**Task requirements:** Copy out the material below word for word, leaving out the pictures.

[Entries from an annotation dataset]
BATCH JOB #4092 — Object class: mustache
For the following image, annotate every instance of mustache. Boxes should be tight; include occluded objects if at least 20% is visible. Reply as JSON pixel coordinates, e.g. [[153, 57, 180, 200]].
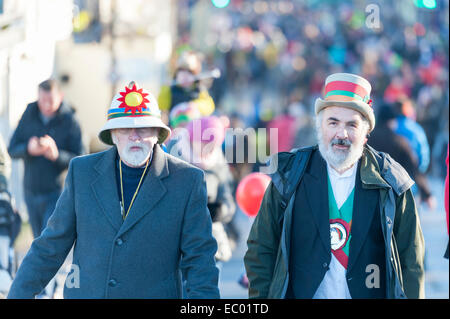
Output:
[[330, 138, 352, 146], [127, 142, 147, 151]]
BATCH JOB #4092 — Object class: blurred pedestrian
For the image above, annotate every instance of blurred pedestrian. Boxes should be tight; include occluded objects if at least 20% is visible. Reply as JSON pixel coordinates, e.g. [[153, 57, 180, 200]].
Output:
[[0, 135, 12, 295], [244, 73, 424, 299], [8, 79, 83, 298], [368, 105, 436, 209], [187, 116, 236, 262], [158, 51, 215, 116], [8, 79, 83, 238], [8, 83, 219, 298], [0, 135, 11, 192], [394, 98, 430, 173]]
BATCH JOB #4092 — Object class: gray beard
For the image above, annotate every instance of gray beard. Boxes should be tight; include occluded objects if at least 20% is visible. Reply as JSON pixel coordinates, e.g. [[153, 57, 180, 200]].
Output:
[[119, 143, 150, 167], [317, 130, 364, 171]]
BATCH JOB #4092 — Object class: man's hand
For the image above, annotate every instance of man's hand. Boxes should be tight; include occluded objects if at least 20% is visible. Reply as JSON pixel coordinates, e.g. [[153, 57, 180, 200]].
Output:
[[39, 135, 59, 162], [27, 136, 46, 156]]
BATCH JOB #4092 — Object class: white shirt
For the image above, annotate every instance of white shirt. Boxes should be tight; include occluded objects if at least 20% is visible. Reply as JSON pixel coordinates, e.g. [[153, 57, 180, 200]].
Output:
[[313, 163, 358, 299]]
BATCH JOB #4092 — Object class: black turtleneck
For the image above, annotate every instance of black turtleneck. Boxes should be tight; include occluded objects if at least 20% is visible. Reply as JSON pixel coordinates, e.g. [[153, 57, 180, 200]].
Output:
[[116, 156, 151, 220]]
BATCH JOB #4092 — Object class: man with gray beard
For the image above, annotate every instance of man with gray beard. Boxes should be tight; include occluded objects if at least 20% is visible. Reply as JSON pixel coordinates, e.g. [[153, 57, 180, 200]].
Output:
[[244, 73, 424, 299], [8, 83, 219, 299]]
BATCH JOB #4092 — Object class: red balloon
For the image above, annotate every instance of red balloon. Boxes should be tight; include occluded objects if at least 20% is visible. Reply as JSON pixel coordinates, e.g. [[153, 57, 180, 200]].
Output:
[[236, 173, 270, 217]]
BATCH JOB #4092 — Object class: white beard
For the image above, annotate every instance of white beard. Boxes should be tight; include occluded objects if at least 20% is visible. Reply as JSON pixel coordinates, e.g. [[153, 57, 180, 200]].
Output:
[[317, 129, 364, 171], [119, 142, 150, 167]]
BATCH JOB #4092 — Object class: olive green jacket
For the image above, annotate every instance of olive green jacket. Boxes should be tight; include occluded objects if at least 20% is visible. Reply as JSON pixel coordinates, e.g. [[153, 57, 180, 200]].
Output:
[[244, 146, 425, 298]]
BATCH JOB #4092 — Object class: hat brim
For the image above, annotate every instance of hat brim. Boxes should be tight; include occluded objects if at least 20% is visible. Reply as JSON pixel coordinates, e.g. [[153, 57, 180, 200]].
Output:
[[98, 116, 171, 145], [314, 98, 375, 132]]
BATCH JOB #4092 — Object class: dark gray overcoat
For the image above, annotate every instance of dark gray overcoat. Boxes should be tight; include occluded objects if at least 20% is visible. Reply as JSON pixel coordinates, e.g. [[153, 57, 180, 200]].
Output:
[[8, 145, 219, 298]]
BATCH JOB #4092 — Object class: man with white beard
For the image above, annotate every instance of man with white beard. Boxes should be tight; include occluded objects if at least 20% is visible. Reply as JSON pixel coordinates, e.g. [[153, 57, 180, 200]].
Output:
[[8, 82, 219, 299], [244, 73, 424, 299]]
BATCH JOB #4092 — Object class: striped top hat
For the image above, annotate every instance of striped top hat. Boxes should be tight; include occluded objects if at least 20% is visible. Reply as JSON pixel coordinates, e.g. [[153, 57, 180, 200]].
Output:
[[98, 82, 171, 145], [315, 73, 375, 131]]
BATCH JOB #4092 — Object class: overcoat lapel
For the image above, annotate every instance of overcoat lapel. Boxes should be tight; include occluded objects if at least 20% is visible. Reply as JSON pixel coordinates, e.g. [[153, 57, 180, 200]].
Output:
[[118, 145, 169, 236], [347, 160, 379, 271], [302, 152, 331, 253], [91, 147, 122, 231]]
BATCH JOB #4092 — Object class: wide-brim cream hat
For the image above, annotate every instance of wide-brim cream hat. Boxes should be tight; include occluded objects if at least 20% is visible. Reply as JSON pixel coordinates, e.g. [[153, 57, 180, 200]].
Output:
[[98, 82, 171, 145], [315, 73, 375, 132]]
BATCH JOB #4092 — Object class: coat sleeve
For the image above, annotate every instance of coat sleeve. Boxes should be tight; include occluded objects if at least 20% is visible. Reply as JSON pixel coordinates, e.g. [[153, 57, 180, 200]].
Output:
[[8, 161, 76, 299], [394, 189, 425, 299], [180, 170, 220, 299], [0, 136, 11, 192], [8, 105, 31, 159], [244, 182, 281, 298]]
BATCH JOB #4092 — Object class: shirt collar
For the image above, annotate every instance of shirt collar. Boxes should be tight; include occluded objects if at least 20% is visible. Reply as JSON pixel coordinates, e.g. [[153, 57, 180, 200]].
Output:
[[327, 162, 358, 178]]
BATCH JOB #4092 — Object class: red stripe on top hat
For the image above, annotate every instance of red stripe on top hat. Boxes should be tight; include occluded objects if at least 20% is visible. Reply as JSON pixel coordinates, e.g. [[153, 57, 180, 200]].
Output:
[[325, 81, 368, 98]]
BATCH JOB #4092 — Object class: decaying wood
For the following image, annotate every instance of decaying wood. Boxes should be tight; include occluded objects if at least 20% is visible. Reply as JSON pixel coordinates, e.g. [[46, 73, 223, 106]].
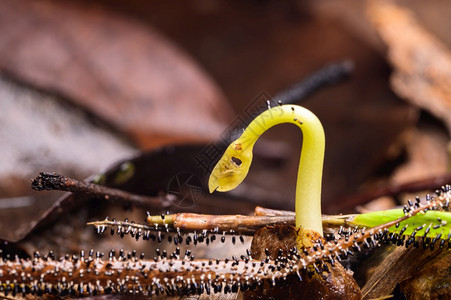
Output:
[[31, 172, 170, 208], [362, 246, 450, 299], [368, 1, 451, 132], [245, 225, 361, 299]]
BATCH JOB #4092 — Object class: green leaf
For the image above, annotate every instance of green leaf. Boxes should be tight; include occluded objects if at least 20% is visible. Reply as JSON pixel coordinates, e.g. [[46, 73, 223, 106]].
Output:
[[349, 209, 451, 239]]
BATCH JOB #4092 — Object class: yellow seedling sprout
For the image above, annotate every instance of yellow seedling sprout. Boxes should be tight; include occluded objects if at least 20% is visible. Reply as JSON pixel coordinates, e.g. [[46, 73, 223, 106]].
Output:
[[208, 105, 325, 235]]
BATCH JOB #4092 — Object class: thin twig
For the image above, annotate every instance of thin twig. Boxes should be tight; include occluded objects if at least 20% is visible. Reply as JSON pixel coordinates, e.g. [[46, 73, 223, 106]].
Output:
[[273, 60, 354, 104], [31, 172, 171, 208]]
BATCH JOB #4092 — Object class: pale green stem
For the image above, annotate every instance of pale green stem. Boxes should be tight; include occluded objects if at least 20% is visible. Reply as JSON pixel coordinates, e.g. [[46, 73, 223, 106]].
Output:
[[238, 105, 325, 235]]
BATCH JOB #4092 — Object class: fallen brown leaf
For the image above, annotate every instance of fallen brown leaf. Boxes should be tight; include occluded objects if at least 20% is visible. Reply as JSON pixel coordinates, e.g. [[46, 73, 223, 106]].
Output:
[[0, 0, 231, 148], [368, 1, 451, 131]]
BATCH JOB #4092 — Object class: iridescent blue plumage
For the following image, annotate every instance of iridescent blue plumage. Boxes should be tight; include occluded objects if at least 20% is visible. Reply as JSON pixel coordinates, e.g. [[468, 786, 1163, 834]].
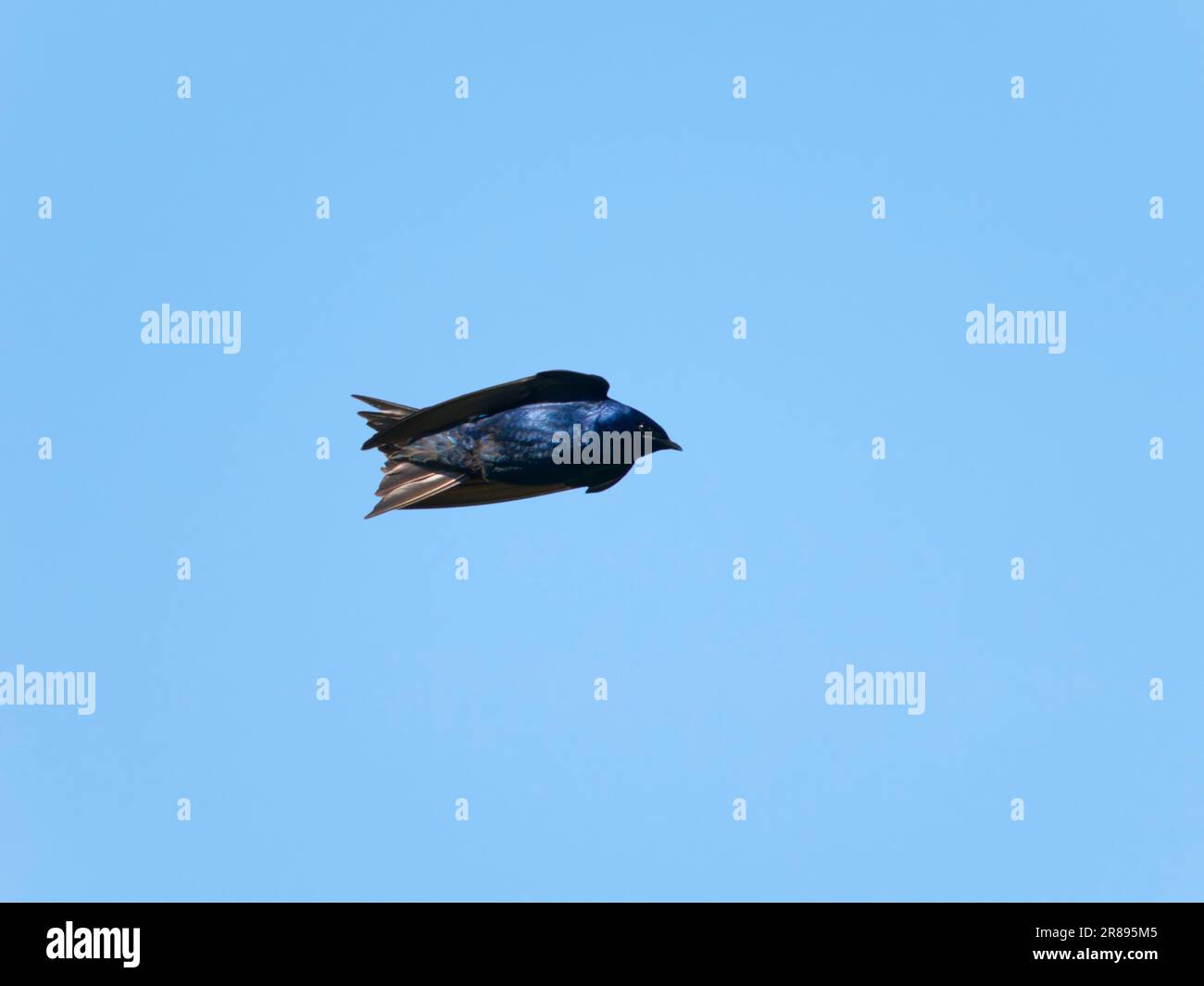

**The result:**
BATCH JOB #4092 — Object class: mustache
For the following image, annotate every instance of mustache. Boxes should be tight; include occluded objects if at least 20% is visible. Reply as JSON pixel coordinates, e.g. [[153, 57, 180, 200]].
Output:
[[330, 138, 352, 146], [127, 142, 147, 151]]
BATCH JOB #4092 — Object class: blurred pedestrian
For the image above, annotate every instance of blurred pedestrian. Boxes should be tight; include occluded objects if at least 20% is visible. Reply as JSON pixel coordinates, e.g. [[153, 57, 180, 200]].
Output:
[[0, 135, 12, 295], [244, 73, 424, 299], [8, 79, 83, 298], [368, 105, 436, 209], [187, 116, 236, 262], [158, 51, 215, 116], [8, 79, 83, 238], [8, 83, 219, 298], [0, 135, 11, 192], [394, 98, 430, 173]]
BATCH JOB #4092 — Object class: gray beard
For the image above, annotate every instance of gray beard. Boxes should be tight; include occluded objects if at least 20% is visible. Reply as JSON pixel coordinates, e.g. [[153, 57, 180, 200]].
Output:
[[119, 143, 150, 167], [317, 130, 364, 171]]
BATCH JOB #4092 — Object class: man's hand
For the image above, annotate every instance of man's hand. Boxes should be tight; include occluded objects if at least 20% is visible. Reply as JSON pixel coordinates, e.g. [[153, 57, 180, 200]].
Output:
[[39, 135, 59, 162], [27, 136, 46, 156]]
BATCH JOB #4092 — Object class: white shirt
For the image above, annotate every instance of white shirt. Boxes should be tight; include occluded objects if at least 20% is visible. Reply as JSON pixel coordinates, e.g. [[153, 57, 180, 200]].
Output:
[[313, 163, 358, 299]]
BATCH JOB #4092 — Object class: black turtleneck
For the image above, annotate every instance of black turtleneck. Boxes should be tight; include occluded objects if at least 20% is visible. Reply as JSON pixel coordinates, e.g. [[153, 57, 180, 200]].
Output:
[[116, 156, 151, 220]]
BATCH JOB #4092 — Object class: man with gray beard
For the image above, annotate every instance of man with gray beard. Boxes should be tight; include occluded objects if at least 20% is visible. Reply as JSON pixel coordinates, e.g. [[153, 57, 180, 200]].
Output:
[[244, 73, 424, 299], [8, 83, 219, 299]]
BATCH JOB #4092 — Object class: red balloon
For the image above, annotate every instance of red balloon. Boxes should be tight; include occluded objects if at least 20% is visible. Reply as JSON pixel coordinates, e.g. [[153, 57, 180, 200]].
Output:
[[236, 173, 270, 217]]
BATCH JOB #4092 — Object class: white beard
For the image above, annotate every instance of white beard. Boxes should be tight; include occluded objects if at least 20% is visible. Reply as JSON pixel coordinates, e.g. [[153, 57, 180, 200]].
Output:
[[317, 129, 364, 171], [119, 142, 150, 167]]
BATCH JOB #4092 — Object class: olive green jacket
For the image above, annotate every instance of olive green jacket. Boxes should be tight; include occluded objects if at least 20% is visible. Reply as JSON pixel coordinates, e.g. [[153, 57, 180, 200]].
Output:
[[244, 146, 425, 298]]
BATCH JOB #4092 — Object class: hat brim
For the image above, annotate every instance of hat brim. Boxes should be tight; include occluded objects if at least 20% is visible. Reply as JSON pixel coordinates, e.g. [[153, 57, 180, 200]].
Output:
[[98, 116, 171, 145], [314, 98, 375, 132]]
BATCH JOB #4092 — Object class: dark gray overcoat
For the image above, annotate every instance of dark gray overcoat. Boxes should be tight; include occluded objects if at least 20% is visible. Reply as JSON pixel coordinates, e.g. [[153, 57, 180, 200]].
Output:
[[8, 145, 219, 298]]
BATCH JOB #4092 — Object class: man with white beard
For the image above, annotate every instance of man with white beard. Boxes should be tight; include occluded objects if at least 20% is visible. Reply as JSON pixel coordinates, e.g. [[153, 57, 180, 200]].
Output:
[[8, 82, 219, 299], [244, 73, 424, 299]]
BATCH JOB #4092 — Object class: striped top hat
For the image above, annotate every instance of striped top hat. Boxes should be tight; include occluded objects if at least 20% is visible. Reply as JSON pixel coordinates, e.g. [[153, 57, 180, 200]].
Output:
[[98, 82, 171, 145], [315, 73, 375, 131]]
BATCH JOB #4092 — Object class: overcoat lapel
For the image above, annotate every instance of overcoat lapel. Boxes should be tight; include occluded objects if at least 20% is visible. Reply as JSON pixel coordinates, e.g. [[153, 57, 180, 200]].
Output:
[[118, 145, 169, 236], [347, 160, 379, 271], [302, 152, 331, 253], [91, 147, 122, 231]]
BATCH JOB #4092 — Object class: wide-brim cream hat
For the image above, annotate every instance of wide-brim cream hat. Boxes should be tight; include occluded objects if at least 20% is visible. Reply as JSON pixel coordinates, e.g. [[153, 57, 180, 200]].
Output:
[[98, 82, 171, 145], [315, 73, 375, 132]]
BATCH JOB #4092 — Object class: coat sleeve
For the image above, annotate every instance of coat sleeve. Boxes should be tight; include occluded objects if at least 20% is visible. Reply as JSON pixel coordinates, e.g. [[153, 57, 180, 200]].
Output:
[[8, 161, 76, 299], [394, 189, 425, 299], [180, 170, 220, 299], [0, 136, 11, 192], [8, 105, 31, 159], [244, 182, 281, 298]]
BATCH JOB #4092 — Object class: shirt collar
For the image above, annotate every instance of shirt collar. Boxes should be tight; include occluded objects if at least 20% is visible. Reply as JSON pixel coordinates, e.g. [[153, 57, 180, 200]].
Output:
[[327, 162, 358, 178]]
BATCH JOB #4092 — Object class: red stripe on top hat
For the image above, annotate every instance of red stripe on top hat. Boxes should be tight; include occluded objects if at least 20% is visible. Reply as JSON pixel coordinates, e.g. [[153, 57, 180, 200]].
Output:
[[325, 81, 368, 98]]
BATCH JOB #4092 — Object class: decaying wood
For the following image, annotate every instance of decaying wood. Boxes should be tight; include occluded objects if at least 20% is visible. Reply as JSON pixel coordinates, e.g. [[46, 73, 223, 106]].
Output:
[[31, 172, 170, 208], [362, 246, 450, 299], [368, 1, 451, 132], [245, 225, 361, 299]]
BATCH JOB #4092 — Object class: green leaf
For the image above, annotate every instance of green leaf. Boxes should be tight; include occluded objects if at least 20% is visible. Reply as JSON pixel coordinates, e.g. [[46, 73, 223, 106]].
Output:
[[349, 209, 451, 239]]
BATCH JOB #4092 — Object class: yellow seedling sprout
For the image above, annotate every instance of yellow seedling sprout. Boxes should be tight; include occluded objects if at least 20% is visible. Reply as JSON pixel coordinates, e.g. [[46, 73, 223, 106]].
Output:
[[208, 105, 325, 235]]
BATCH JOB #4092 — Object class: thin twig
For the image above, annotate every instance of thin twig. Boxes should be tight; include occluded objects if at least 20% is visible. Reply as JSON pixel coordinates, e.g. [[46, 73, 223, 106]].
Output:
[[273, 60, 354, 104], [31, 172, 171, 208]]
BATCH JOB #4092 — Object class: pale green stem
For the image above, annotate every instance of pale green stem. Boxes should be tight; include occluded objects if at least 20% is visible. Reply as JSON pixel coordinates, e.g. [[46, 73, 223, 106]].
Output:
[[238, 105, 325, 235]]
BATCH JOB #4092 — Object class: fallen brown leaf
For the image above, annotate every instance of fallen brown leaf. Boxes should be tight; include occluded objects if at least 20% is visible. Reply as JSON pixel coordinates, e.g. [[46, 73, 223, 106]].
Output:
[[0, 0, 231, 148], [368, 1, 451, 131]]
BATCH JOB #4092 — Object class: iridescent blue plumage
For the following image, annotate every instance of iridescent blue plumage. Boxes should be tight; include occluded objects if at least 20% is visible. Reply as JSON pixel coordinates, e.g. [[468, 786, 1163, 834]].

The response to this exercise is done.